# SOURCE EXCERPT
Studio album by Catherine
- Released: September 17, 1996
- Recorded: The Farm, Michigan
- Genre: Alternative rock
- Length: 52:39
- Label: TVT
- Producer: Catherine

Catherine chronology
| Sorry! (1994) | Hot Saki & Bedtime Stories (1996) |  |

Singles from Hot Saki & Bedtime Stories
- "Four Leaf Clover" Released: 1997; "Whisper" Released: 1997;

= Hot Saki & Bedtime Stories =

Hot Saki & Bedtime Stories is the second and final studio album by American alternative rock band Catherine. It was released on September 17, 1996, through TVT Records. D'arcy Wretzky of The Smashing Pumpkins, drummer Kerry Brown's wife at the time, contributed vocals on the record.

The song "Four Leaf Clover" was released as a single, and another song, "Whisper," was contributed to the soundtrack of the film Scream.

# OBJECTIVES
1 – Please edit the album entry, starting with "Singles from Hot" and going on through "on the record.", so that "the album" takes the place of "the record".
2 – Carry on writing the Hot Saki & Bedtime Stories album entry after its last sentence.
You won't need the listing for this work.

# DATA SECTION

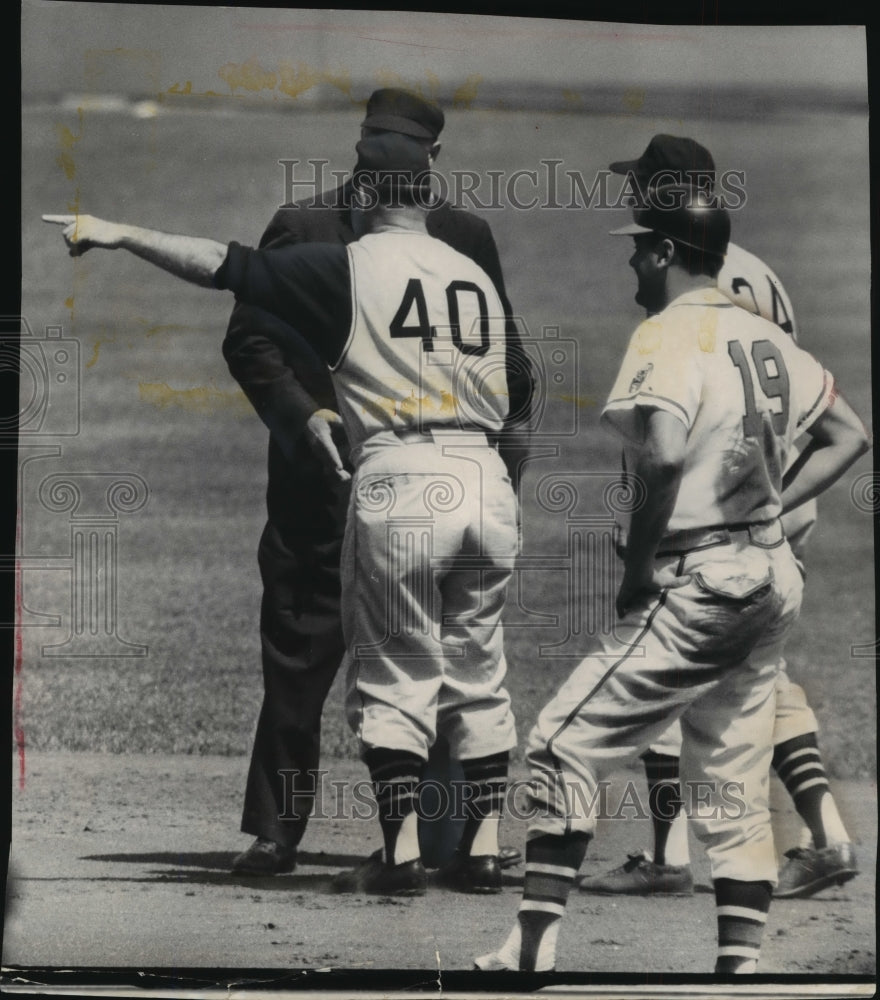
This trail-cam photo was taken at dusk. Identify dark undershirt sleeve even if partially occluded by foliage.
[214,242,352,365]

# TASK-BY-TASK RESULTS
1 –
Singles from Hot Saki & Bedtime Stories
- "Four Leaf Clover" Released: 1997; "Whisper" Released: 1997;

= Hot Saki & Bedtime Stories =

Hot Saki & Bedtime Stories is the second and final studio album by American alternative rock band Catherine. It was released on September 17, 1996, through TVT Records. D'arcy Wretzky of The Smashing Pumpkins, drummer Kerry Brown's wife at the time, contributed vocals on the album.

2 –
== Critical reception ==

In their retrospective review, AllMusic called it "an even more varied and generally successful package" than their previous studio album, Sorry!

Professional ratings
Review scores
| Source | Rating |
| AllMusic |  |

== Track listing ==

| No. | Title | Length |
|---|---|---|
| 1. | "Whisper" | 3:11 |
| 2. | "It's Gonna Get Worse" | 3:33 |
| 3. | "Cotton Candy High" | 3:22 |
| 4. | "Milkshake" | 3:39 |
| 5. | "Four Leaf Clover" | 3:31 |
| 6. | "Vegas Glam" | 3:21 |
| 7. | "Punch Me Out" | 3:19 |
| 8. | "Make Me Smile" | 3:53 |
| 9. | "Blacklight" | 4:38 |
| 10. | "Don't Touch Me There" | 3:44 |
| 11. | "Sign of the Cross" | 2:58 |
| 12. | "The Angels" | 3:50 |
| 13. | "Pink Floyd Poster" | 6:25 |
| 14. | "Good Luck Charm" | 3:15 |

== Music videos ==

- "Four-Leaf Clover" (1996)
- "Whisper" (1996)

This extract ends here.